>> BEGIN Records for the task

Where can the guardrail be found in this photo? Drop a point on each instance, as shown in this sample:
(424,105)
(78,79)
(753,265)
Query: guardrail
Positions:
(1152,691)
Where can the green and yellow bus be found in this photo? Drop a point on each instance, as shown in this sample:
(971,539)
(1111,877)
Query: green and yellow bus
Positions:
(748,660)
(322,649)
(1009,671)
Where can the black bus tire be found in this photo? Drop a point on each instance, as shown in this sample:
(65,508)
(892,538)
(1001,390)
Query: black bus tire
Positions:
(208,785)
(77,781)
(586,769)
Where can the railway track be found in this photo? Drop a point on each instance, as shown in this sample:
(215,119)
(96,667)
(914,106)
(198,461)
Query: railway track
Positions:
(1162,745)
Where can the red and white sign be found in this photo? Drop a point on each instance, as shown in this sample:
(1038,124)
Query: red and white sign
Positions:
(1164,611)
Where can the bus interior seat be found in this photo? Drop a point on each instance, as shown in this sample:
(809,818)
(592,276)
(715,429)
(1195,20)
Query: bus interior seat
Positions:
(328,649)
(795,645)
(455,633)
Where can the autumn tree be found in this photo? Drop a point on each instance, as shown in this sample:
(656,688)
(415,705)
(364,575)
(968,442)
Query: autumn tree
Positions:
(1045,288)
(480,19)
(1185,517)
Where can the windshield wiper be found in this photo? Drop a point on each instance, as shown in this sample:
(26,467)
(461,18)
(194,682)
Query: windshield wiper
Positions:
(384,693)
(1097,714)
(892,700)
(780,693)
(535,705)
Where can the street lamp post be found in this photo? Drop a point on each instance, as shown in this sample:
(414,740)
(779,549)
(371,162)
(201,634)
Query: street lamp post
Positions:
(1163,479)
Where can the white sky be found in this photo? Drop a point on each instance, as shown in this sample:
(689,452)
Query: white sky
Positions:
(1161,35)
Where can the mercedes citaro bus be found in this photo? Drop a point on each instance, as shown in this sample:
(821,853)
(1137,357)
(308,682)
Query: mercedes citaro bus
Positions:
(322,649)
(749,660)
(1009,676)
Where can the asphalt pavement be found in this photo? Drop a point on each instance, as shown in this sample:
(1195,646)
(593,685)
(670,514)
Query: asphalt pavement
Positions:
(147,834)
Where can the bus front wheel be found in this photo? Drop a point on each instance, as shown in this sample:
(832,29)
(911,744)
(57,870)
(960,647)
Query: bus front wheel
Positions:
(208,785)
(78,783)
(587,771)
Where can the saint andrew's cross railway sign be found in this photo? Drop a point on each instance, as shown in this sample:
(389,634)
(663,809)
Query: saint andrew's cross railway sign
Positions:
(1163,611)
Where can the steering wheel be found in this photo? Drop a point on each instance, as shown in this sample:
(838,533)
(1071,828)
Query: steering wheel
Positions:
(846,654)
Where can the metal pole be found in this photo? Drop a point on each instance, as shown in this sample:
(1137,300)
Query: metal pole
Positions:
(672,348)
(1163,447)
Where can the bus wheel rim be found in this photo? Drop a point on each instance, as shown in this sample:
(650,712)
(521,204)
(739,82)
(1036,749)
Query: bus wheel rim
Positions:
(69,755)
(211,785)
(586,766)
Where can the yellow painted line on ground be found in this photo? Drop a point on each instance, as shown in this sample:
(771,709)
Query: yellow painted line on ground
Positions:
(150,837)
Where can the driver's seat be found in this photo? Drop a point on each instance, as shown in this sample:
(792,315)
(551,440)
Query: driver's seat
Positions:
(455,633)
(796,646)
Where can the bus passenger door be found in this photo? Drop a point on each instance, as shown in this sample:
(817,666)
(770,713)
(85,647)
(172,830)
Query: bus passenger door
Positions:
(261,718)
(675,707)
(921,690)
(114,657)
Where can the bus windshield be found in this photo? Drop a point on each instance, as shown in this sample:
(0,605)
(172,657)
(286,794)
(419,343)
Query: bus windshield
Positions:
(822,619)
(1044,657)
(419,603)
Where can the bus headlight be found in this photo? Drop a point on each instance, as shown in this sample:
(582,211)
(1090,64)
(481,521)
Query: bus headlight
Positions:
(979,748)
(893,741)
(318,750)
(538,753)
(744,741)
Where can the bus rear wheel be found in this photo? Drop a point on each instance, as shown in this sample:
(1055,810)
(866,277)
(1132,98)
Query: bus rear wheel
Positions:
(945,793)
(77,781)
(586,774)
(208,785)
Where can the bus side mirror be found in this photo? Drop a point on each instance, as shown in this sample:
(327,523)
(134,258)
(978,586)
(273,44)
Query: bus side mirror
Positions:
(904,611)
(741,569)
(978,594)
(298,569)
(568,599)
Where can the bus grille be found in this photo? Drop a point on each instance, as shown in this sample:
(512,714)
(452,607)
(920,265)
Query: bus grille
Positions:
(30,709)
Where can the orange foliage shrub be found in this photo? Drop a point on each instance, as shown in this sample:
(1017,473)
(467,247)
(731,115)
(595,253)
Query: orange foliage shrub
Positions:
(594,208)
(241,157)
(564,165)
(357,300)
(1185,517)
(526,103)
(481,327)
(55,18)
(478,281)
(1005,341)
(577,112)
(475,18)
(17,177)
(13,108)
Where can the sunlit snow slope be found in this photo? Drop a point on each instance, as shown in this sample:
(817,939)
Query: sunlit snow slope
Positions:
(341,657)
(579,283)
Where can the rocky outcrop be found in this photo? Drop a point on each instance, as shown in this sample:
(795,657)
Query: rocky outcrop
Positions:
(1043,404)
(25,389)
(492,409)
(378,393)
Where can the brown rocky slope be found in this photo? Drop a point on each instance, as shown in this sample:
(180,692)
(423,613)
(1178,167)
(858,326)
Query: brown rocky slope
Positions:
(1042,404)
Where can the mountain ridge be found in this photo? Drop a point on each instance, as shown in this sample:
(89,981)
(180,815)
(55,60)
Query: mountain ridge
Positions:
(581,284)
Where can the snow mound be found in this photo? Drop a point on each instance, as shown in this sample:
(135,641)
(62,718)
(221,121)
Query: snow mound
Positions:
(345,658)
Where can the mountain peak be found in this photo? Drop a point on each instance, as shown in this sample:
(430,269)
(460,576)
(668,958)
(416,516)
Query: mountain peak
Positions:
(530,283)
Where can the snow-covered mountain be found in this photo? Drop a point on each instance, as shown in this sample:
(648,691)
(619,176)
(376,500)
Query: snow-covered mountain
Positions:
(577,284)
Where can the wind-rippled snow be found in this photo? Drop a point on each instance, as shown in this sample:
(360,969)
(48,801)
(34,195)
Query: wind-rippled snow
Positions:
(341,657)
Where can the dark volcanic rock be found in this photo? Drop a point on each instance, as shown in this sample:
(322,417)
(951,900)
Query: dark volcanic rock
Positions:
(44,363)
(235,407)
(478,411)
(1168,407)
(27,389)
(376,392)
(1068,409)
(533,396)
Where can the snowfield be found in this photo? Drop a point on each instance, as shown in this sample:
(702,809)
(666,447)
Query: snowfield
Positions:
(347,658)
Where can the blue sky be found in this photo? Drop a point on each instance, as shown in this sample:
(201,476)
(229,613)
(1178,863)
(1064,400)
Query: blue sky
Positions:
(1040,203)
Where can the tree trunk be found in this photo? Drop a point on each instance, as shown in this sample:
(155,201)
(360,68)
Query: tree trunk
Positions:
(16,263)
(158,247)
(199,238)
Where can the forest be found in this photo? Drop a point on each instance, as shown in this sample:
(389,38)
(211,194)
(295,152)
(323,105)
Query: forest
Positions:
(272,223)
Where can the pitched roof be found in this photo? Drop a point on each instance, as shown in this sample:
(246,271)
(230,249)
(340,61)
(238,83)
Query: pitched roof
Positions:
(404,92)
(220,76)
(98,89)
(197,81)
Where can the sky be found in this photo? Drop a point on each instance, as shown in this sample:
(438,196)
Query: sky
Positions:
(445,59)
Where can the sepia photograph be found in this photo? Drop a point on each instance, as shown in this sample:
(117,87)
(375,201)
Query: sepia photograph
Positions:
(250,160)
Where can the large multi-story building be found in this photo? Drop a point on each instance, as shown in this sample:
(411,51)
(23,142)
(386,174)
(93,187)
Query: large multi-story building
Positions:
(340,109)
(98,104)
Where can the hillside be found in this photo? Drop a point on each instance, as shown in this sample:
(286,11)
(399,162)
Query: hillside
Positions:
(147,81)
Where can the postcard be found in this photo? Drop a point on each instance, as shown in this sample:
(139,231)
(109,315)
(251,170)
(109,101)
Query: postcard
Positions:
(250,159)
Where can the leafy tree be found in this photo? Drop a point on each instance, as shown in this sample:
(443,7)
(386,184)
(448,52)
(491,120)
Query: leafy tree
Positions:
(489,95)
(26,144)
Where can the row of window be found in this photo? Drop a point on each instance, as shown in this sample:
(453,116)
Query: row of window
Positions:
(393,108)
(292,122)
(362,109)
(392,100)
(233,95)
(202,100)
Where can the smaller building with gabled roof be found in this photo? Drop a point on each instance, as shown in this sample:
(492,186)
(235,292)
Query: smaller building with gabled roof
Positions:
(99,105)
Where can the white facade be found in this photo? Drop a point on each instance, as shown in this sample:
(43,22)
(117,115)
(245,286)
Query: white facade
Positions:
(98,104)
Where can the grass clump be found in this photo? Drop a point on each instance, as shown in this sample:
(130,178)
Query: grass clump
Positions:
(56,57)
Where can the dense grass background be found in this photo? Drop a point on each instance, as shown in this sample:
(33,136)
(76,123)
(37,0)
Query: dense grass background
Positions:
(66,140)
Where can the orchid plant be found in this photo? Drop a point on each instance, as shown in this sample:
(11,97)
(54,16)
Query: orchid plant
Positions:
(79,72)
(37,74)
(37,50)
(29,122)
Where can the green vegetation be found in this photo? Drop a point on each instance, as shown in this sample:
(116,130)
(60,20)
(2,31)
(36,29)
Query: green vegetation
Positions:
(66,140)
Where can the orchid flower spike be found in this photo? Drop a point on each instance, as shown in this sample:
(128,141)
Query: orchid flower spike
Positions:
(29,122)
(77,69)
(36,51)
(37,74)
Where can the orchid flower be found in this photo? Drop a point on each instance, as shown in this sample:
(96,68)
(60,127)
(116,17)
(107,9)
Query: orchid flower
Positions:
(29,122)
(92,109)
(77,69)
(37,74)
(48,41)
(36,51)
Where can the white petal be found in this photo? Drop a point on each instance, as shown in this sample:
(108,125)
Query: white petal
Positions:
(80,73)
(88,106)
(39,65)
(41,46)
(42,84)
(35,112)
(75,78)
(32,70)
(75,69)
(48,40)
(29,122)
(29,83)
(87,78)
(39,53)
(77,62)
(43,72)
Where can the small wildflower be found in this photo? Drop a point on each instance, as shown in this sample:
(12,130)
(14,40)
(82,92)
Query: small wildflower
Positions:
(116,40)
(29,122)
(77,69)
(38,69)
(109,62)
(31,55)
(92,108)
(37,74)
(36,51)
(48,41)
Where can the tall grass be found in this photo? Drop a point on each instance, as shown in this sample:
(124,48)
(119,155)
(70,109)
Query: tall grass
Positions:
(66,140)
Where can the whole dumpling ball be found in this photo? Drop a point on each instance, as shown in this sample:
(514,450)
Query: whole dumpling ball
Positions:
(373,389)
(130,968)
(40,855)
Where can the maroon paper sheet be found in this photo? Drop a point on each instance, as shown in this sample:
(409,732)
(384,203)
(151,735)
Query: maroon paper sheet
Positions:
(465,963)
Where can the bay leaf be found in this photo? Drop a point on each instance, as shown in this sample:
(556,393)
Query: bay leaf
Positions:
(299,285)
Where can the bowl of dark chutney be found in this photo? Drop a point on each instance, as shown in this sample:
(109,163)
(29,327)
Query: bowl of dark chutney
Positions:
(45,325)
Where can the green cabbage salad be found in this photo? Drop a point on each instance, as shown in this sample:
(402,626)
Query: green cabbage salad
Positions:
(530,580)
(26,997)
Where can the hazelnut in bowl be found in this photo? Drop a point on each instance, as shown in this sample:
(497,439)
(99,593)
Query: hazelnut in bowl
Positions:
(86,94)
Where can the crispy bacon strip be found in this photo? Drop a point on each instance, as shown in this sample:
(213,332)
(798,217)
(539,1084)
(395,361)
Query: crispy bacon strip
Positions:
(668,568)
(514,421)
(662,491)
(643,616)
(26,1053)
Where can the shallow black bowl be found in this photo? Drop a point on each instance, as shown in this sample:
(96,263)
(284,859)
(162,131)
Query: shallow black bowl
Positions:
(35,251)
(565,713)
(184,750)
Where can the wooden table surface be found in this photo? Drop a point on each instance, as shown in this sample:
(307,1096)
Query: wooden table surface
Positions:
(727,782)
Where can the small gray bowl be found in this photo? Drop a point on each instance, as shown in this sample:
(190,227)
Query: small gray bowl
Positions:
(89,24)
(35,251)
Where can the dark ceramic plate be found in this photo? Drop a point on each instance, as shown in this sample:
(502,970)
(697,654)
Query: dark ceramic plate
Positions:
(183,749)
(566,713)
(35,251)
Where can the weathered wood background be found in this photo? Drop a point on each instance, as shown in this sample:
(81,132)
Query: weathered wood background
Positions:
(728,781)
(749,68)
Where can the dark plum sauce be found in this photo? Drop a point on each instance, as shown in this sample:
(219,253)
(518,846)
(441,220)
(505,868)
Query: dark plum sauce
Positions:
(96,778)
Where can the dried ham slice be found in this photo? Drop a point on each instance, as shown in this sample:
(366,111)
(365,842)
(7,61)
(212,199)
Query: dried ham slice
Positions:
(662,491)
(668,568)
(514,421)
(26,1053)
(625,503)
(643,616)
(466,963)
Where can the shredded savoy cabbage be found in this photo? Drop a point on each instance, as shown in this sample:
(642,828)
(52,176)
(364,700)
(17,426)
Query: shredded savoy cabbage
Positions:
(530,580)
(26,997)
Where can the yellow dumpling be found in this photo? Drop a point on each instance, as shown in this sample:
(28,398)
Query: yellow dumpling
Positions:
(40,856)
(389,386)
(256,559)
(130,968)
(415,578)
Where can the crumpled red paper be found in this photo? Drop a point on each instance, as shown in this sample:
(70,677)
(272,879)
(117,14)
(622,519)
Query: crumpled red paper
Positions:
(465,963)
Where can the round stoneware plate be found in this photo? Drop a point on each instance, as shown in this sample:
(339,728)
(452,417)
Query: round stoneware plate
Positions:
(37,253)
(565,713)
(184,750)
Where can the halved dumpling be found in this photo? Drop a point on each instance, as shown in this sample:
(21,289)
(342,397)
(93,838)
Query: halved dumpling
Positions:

>> END Records for the task

To do> Repeat word for word the lines running from the line containing "Where can the weathered" to the end of the entries above, inclusive.

Reply to the task>
Where can the weathered wood background be found in this photo? Drop a point on each instance, as shown in this sample:
(81,132)
Query: weathered wood background
Positions:
(728,781)
(749,68)
Where can the dark plum sauce be found in this photo? Drop a point on each instance, as shown in this sample:
(219,253)
(518,846)
(441,220)
(505,868)
Query: dark plum sauce
Positions:
(96,778)
Where can the dried ham slice be found in this photo? Drop a point on each instance, as shown in this sample:
(366,111)
(365,842)
(7,61)
(212,199)
Query: dried ham slice
Positions:
(662,491)
(668,568)
(514,421)
(26,1053)
(625,503)
(643,616)
(466,963)
Where can the shredded savoy cabbage be found in this photo? Drop a point on each instance, as shown in this sample:
(642,828)
(52,176)
(364,700)
(17,426)
Query: shredded savoy cabbage
Positions:
(530,580)
(26,997)
Where can the yellow dumpling be found in this photo? Drop a point on each instance, as shown in this sample:
(28,398)
Query: yellow dumpling
Positions:
(40,856)
(389,386)
(256,559)
(130,968)
(415,578)
Where can the crumpled red paper be found in this photo? Drop a point on each instance, as shown in this sample:
(70,677)
(272,879)
(117,14)
(622,519)
Query: crumpled red paper
Positions:
(465,963)
Where can the round stoneware plate be found in this photo? Drop a point on each instance, as shown in this sample:
(339,728)
(452,417)
Query: round stoneware plate
Positions:
(37,253)
(565,713)
(184,750)
Where can the halved dumpling be found in this photo? Drop a point on each instance, as shown in this sample:
(21,289)
(342,397)
(93,838)
Query: halved dumpling
Positions:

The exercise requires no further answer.